══ Records for processing ══

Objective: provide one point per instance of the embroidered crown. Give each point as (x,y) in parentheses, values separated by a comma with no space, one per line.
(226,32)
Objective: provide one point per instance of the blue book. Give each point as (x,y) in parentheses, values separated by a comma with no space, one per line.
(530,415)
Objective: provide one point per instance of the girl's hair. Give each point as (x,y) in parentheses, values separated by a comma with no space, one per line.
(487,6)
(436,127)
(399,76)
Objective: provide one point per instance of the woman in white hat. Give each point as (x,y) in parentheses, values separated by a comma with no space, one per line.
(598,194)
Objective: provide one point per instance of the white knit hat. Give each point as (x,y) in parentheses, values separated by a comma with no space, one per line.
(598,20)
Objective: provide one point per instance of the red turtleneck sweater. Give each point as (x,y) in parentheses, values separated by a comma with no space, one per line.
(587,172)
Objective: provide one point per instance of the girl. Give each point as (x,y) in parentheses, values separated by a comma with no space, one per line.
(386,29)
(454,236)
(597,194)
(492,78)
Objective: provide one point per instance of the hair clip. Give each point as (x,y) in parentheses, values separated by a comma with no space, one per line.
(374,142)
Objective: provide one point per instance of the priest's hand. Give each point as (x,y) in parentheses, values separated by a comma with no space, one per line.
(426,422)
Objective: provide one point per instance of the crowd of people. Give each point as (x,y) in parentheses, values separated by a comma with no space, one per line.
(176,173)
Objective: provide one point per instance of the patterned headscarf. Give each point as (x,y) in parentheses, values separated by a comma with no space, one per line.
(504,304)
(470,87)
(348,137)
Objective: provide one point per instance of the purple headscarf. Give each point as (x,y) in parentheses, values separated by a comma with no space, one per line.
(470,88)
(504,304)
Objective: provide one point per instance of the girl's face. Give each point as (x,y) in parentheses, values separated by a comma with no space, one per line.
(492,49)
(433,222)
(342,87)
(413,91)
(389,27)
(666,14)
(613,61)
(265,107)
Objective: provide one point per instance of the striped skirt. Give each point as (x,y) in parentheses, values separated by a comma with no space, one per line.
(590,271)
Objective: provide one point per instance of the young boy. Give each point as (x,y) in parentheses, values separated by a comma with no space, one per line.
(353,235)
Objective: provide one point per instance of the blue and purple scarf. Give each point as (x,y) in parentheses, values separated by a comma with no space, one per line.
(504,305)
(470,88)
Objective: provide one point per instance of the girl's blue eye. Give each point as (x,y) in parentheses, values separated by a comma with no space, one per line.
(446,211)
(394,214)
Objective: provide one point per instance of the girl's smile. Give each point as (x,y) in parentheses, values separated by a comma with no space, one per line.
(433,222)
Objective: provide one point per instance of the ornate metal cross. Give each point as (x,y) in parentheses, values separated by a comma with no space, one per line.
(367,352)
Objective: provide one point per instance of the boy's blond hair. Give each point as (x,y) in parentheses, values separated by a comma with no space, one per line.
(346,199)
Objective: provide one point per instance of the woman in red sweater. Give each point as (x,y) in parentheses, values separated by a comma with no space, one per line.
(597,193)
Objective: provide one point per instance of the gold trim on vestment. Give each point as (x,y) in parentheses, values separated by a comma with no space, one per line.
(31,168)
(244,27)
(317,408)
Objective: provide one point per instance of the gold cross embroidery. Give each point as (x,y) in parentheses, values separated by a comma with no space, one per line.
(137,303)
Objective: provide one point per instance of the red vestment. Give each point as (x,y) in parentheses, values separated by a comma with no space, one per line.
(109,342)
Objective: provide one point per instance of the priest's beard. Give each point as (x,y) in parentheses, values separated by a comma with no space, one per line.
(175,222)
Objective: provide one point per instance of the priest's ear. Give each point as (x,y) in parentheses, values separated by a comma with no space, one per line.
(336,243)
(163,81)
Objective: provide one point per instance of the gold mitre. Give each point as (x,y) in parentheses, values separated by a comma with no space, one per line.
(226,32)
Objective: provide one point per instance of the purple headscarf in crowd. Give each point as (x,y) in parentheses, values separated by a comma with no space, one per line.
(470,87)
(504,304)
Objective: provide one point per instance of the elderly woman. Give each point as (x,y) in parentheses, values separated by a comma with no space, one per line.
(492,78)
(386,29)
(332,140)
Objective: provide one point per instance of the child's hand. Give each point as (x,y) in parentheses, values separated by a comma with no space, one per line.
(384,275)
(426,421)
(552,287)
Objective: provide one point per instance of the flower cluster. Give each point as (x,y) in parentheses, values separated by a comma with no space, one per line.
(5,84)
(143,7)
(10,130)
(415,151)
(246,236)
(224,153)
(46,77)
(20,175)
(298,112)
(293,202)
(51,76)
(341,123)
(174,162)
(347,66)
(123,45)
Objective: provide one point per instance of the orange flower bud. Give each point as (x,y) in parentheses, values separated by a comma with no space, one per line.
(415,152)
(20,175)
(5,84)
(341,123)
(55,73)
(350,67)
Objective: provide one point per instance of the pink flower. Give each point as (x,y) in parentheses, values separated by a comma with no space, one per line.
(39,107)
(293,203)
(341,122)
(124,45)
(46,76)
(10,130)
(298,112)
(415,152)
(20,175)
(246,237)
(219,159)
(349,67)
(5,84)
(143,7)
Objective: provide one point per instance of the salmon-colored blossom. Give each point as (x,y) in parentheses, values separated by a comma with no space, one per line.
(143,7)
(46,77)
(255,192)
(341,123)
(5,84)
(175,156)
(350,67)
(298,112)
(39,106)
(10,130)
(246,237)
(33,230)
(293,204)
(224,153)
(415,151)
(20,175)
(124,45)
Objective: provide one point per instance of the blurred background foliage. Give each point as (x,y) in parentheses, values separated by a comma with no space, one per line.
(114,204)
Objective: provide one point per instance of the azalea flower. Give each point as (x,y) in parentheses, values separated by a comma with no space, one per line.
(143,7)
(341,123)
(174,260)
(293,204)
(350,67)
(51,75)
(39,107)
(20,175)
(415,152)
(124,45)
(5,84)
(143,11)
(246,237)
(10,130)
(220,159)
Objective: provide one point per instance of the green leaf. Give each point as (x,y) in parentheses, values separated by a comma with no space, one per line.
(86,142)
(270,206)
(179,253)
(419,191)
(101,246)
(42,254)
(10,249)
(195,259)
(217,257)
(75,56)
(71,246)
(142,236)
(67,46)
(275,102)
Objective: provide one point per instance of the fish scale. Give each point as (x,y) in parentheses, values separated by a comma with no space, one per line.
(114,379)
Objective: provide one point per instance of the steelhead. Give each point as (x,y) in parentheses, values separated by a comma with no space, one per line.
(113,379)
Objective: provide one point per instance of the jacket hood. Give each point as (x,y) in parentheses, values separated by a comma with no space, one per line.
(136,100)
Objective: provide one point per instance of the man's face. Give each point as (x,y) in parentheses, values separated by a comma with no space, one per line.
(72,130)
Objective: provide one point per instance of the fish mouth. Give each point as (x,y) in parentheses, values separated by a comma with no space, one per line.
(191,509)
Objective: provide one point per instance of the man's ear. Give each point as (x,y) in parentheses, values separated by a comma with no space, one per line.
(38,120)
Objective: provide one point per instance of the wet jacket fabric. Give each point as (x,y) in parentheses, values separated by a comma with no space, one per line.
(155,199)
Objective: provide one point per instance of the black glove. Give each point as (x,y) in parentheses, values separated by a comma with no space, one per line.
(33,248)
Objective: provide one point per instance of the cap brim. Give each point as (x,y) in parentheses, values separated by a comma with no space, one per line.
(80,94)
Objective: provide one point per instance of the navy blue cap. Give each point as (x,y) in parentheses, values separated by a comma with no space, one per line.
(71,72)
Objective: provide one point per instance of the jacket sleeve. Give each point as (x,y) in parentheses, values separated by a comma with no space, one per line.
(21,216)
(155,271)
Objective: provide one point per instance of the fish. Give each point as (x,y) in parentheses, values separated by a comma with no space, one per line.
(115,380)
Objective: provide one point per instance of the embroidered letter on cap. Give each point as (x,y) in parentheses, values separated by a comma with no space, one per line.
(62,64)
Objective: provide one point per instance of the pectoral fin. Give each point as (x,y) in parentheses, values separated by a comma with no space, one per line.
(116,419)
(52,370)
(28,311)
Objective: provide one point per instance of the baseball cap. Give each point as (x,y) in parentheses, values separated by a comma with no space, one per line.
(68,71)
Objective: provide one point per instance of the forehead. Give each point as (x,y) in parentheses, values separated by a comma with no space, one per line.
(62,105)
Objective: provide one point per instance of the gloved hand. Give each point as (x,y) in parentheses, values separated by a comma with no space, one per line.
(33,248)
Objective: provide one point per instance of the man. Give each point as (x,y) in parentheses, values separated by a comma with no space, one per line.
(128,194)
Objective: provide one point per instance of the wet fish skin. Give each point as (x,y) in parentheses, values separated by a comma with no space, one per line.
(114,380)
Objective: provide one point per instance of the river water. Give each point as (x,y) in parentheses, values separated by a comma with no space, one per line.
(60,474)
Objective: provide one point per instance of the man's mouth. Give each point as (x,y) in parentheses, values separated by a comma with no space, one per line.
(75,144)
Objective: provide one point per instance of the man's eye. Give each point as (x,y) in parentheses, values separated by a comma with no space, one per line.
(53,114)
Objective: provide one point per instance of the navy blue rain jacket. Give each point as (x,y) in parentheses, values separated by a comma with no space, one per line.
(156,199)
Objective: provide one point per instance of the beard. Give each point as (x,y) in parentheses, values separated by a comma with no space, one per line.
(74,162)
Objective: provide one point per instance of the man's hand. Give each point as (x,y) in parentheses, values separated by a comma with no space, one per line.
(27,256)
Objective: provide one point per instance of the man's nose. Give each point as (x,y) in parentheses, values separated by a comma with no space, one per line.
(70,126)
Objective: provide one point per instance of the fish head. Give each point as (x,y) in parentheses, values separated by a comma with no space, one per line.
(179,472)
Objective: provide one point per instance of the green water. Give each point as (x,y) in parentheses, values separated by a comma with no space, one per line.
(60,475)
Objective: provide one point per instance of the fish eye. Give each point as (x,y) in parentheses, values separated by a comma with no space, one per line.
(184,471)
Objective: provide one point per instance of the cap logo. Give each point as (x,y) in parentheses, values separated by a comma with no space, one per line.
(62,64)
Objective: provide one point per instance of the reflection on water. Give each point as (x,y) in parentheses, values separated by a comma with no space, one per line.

═══
══ Records for processing ══

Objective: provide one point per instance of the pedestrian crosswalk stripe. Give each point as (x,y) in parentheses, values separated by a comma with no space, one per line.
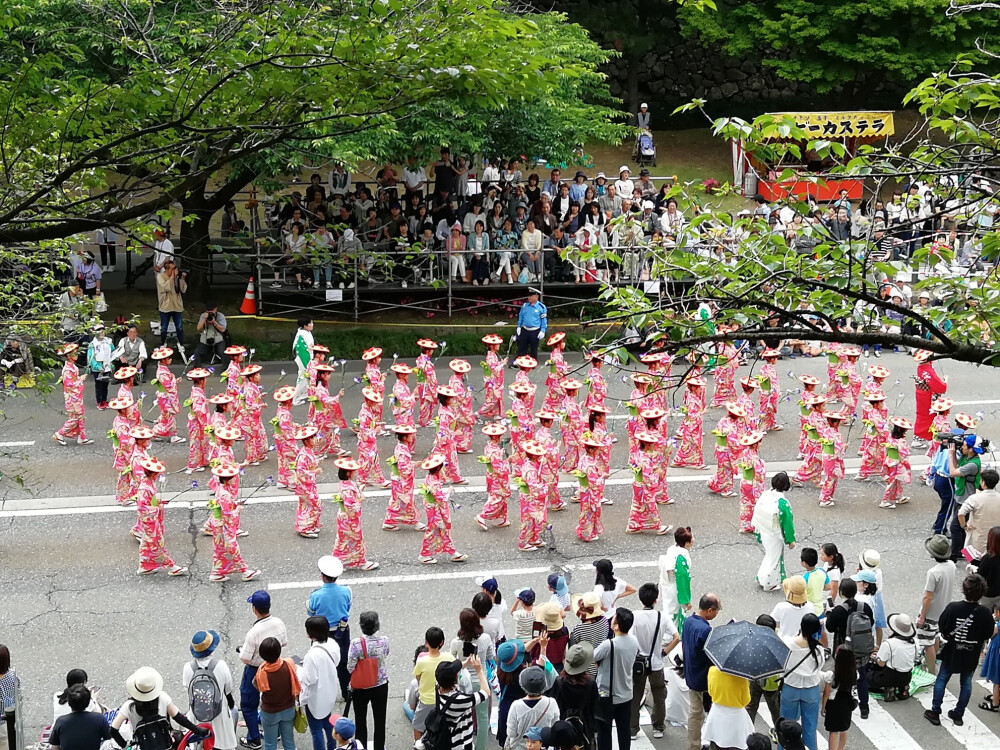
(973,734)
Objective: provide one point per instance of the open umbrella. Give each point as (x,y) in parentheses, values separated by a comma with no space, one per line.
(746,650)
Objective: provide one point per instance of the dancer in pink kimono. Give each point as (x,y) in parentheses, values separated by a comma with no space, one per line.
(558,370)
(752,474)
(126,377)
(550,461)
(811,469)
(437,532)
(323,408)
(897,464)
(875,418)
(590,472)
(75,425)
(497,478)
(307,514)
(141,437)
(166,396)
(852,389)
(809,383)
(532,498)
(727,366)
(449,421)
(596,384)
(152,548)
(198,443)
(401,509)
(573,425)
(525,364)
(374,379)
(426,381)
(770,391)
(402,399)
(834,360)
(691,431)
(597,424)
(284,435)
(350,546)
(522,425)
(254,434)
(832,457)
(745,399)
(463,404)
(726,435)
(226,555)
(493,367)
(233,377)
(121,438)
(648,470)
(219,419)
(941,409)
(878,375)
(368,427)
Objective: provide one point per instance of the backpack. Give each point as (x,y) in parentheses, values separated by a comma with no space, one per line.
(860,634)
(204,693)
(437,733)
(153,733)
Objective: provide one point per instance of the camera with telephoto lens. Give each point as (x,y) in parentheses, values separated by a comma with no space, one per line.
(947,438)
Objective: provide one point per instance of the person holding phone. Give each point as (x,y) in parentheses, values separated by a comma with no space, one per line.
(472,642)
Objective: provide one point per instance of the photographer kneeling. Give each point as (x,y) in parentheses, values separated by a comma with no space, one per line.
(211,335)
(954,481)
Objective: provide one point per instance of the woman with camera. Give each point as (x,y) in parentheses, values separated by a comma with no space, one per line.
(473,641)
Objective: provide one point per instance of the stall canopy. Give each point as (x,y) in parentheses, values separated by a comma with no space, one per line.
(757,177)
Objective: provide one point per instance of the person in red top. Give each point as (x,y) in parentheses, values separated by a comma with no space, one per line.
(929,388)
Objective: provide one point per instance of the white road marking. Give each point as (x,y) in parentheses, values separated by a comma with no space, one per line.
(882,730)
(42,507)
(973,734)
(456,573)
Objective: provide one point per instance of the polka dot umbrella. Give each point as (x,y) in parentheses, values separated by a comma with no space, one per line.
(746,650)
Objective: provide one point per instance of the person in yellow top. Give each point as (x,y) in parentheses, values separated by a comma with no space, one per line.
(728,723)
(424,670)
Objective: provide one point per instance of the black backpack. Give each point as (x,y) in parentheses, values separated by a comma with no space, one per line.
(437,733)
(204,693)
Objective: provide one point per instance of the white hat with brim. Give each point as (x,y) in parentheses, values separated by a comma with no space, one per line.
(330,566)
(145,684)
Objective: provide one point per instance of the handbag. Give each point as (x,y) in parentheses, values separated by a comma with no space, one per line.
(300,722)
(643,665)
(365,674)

═══

> [Your instructions]
Select every line of the material above that holds the word "purple", please, and copy each one out in full.

> [The output]
Objective: provide one point per instance of the purple headscarf. Give each point as (x,y) in parentheses, values separated by a comma with no space, one per line.
Objective: provide one point per instance of the blue and purple scarf. Give each point as (x,y) in parentheses, values separated by a comma with no space, one per line.
Objective: provide one point per instance of the purple headscarf in crowd. Give each point as (x,y) in parentheses, values separated by a comma with no space, one per line.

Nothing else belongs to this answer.